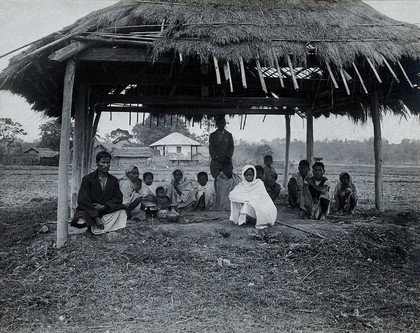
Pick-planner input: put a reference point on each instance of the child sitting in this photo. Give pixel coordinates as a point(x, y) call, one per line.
point(205, 192)
point(162, 202)
point(345, 194)
point(270, 177)
point(148, 190)
point(316, 195)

# # #

# Exercise:
Rewrite the records with "child sitting" replaced by "person seated" and everything else unchanged. Leave the pictures out.

# Result for this exercise:
Pick-planner input: put a reference point on each instance of the person seated in this photo. Give pixel coordinates as a point(x, y) call, one per line.
point(205, 192)
point(162, 202)
point(345, 194)
point(270, 177)
point(148, 190)
point(316, 195)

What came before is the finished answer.